Please output the data below word for word, omitting the pictures.

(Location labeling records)
------------------------------------------------------------
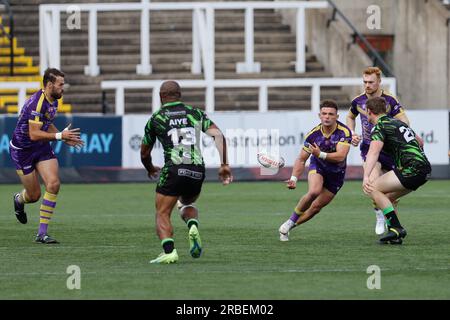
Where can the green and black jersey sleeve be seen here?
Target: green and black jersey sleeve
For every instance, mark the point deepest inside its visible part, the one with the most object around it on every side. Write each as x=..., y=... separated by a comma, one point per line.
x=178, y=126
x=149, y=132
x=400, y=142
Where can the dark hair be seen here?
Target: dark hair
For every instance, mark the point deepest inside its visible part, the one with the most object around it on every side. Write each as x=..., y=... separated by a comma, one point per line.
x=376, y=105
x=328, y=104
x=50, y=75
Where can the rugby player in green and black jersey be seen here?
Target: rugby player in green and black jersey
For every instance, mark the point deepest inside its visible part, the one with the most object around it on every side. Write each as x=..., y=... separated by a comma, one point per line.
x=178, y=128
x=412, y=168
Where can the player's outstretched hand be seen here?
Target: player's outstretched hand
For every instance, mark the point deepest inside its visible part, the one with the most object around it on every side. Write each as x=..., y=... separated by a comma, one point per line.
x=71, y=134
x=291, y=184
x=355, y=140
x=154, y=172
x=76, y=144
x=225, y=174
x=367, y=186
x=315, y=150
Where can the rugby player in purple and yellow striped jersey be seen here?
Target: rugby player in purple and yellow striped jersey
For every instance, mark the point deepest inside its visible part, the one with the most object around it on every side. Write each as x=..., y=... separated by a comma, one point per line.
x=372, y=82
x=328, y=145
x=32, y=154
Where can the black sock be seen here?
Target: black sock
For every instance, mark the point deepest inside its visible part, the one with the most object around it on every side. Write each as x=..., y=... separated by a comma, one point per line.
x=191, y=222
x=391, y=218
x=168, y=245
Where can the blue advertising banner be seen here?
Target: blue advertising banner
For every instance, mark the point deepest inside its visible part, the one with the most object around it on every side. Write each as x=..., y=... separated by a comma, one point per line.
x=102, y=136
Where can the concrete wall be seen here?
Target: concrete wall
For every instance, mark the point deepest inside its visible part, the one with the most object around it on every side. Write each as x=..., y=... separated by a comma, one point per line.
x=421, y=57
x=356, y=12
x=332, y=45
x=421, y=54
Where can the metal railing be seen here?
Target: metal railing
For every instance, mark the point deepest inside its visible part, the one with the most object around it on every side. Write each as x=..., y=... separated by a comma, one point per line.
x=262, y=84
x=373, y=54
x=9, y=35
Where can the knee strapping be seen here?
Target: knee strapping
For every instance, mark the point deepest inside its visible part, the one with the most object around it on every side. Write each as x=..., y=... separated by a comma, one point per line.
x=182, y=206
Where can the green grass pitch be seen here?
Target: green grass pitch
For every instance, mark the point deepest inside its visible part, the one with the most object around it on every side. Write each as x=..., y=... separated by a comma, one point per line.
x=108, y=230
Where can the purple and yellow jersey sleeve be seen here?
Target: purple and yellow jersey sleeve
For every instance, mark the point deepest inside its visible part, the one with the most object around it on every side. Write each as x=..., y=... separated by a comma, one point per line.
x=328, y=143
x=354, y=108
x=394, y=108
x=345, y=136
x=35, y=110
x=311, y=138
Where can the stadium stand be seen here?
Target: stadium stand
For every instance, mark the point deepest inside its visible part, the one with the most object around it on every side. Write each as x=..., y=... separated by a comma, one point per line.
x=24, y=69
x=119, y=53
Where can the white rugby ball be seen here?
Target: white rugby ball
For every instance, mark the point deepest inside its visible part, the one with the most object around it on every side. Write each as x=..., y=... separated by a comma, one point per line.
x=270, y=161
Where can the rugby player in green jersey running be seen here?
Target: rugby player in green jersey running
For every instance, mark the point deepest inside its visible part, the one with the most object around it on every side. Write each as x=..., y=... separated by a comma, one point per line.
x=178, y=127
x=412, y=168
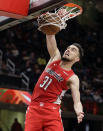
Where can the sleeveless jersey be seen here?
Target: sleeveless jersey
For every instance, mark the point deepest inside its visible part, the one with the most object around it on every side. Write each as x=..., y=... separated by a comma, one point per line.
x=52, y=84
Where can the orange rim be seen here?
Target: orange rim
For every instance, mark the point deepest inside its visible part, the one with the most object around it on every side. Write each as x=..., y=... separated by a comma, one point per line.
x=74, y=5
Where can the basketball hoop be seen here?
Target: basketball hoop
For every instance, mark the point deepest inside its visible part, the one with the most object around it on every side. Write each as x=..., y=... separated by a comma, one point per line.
------------------------------------------------------------
= CORRECT ANSWER =
Where can the green and black jersey sleeve be seen here?
Target: green and black jersey sleeve
For every instance, mark the point deepest inside its visible part, the one with the most object around it on every side. Write each as x=..., y=... separated by a comma, one point per line.
x=178, y=126
x=149, y=132
x=400, y=142
Where can the dark hair be seen here?
Target: dark hair
For every instance, mark the point deepest inside its visible part, the one with the most object around it on every side. Write each as x=..., y=... separated by a comma, one point per line.
x=376, y=105
x=328, y=104
x=50, y=75
Where can the rugby player in green and black jersey be seen here?
Target: rugby player in green and black jersey
For every instance, mark the point deepest inside its visible part, the one with the most object around it on every side. Write each as x=..., y=... separated by a comma, one point per line.
x=178, y=128
x=412, y=168
Where can the player's outstretched hand be seen here?
Target: player's outstretched hand
For every instance, mark the point deepest inside its visible part, the one with the most object around it on every side. Write each as x=..., y=... separated by a comma, one point per line.
x=71, y=134
x=291, y=184
x=355, y=140
x=154, y=172
x=76, y=144
x=225, y=174
x=367, y=186
x=315, y=150
Where can the rugby player in purple and yellow striped jersey be seen here?
Target: rugby player in purple and yellow striped jersey
For every instance, mark the point deepest inside its visible part, the one with the most object around it on every side. Write each as x=..., y=... separated by a comma, one point per line.
x=372, y=82
x=328, y=145
x=32, y=154
Where can the black sock be seen here?
Target: black sock
For every instance, mark the point deepest inside its visible part, the one with the most object around it on every side. Write each as x=..., y=... separated by a comma, one point per line.
x=191, y=222
x=391, y=218
x=168, y=245
Where can the blue advertising banner be seen here?
Target: blue advertising banner
For every instance, mark the point deepest inside its visible part, the one with the most object around it on every side. Write each as x=..., y=... separated by a comma, one point per line.
x=102, y=136
Where can the concrete wall be seen here?
Target: concrete wall
For every instance, mark the point deepest inside its visible part, the one with the most object around it on every side. Write each as x=..., y=... separated by a comma, one point per line.
x=421, y=57
x=356, y=12
x=332, y=45
x=421, y=54
Where can the metal railing be seen here?
Target: metal railing
For every instance, mark the point deepest inside its visible part, the one with the most object around it on every side. Write each as x=..., y=... separated by a comma, one point per line.
x=262, y=84
x=373, y=54
x=9, y=35
Where can the knee strapping be seen here?
Target: knee strapping
For every instance, mark the point deepest inside its visible part, the one with the most object around it on every side. Write each as x=..., y=... separated by a comma, one point per line.
x=182, y=206
Where can the green grass pitch be seen here?
Target: green grass pitch
For every instance, mark the point deepest inside its visible part, the one with the most object around it on every side. Write each as x=..., y=... separated by a comma, one point per line.
x=108, y=230
Where can the purple and yellow jersey sleeve be seen here?
Target: purple and yellow jersey sleeve
For every instance, mark the point deepest inside its visible part, the one with the most object around it on every side. Write each as x=..., y=... separated by a comma, one point per line.
x=328, y=143
x=354, y=108
x=394, y=108
x=345, y=136
x=35, y=110
x=311, y=138
Where can the stadium stand be seen here?
Target: stadium stand
For every instance, mark the point deepest inside its visible part, the one with the most object around it on every side. Write each as x=..., y=... separated by a comma, one point per line.
x=24, y=69
x=119, y=53
Where can the white rugby ball be seen here?
Target: white rugby ball
For every instance, mark the point deepest inside its visible part, the one with the most object around it on every side. Write each as x=..., y=... separated by a comma, one point per line.
x=270, y=161
Where can the rugby player in green jersey running be seen here?
Target: rugby player in green jersey running
For every instance, mark the point deepest inside its visible part, the one with the most object around it on every side. Write each as x=..., y=... separated by a comma, one point per line.
x=178, y=127
x=412, y=168
Where can the sleeveless jersey be seen here?
Target: sleeveless jersey
For every instance, mark the point deepest inside its visible part, the one with the most object around it on every side. Write each as x=..., y=... separated by a comma, one point per line.
x=52, y=84
Where can the orange rim be seen here?
Target: orange rim
For every instance, mark the point deepest inside its visible part, the one with the most object around it on every side. Write each as x=..., y=... separated by a comma, one point per line.
x=74, y=5
Where can the basketball hoop be seen here?
Target: basketball hoop
For every instance, mark the point deepest inside its visible part, the one with the most object around it on every side. Write each as x=..., y=... separated by a comma, one point per line.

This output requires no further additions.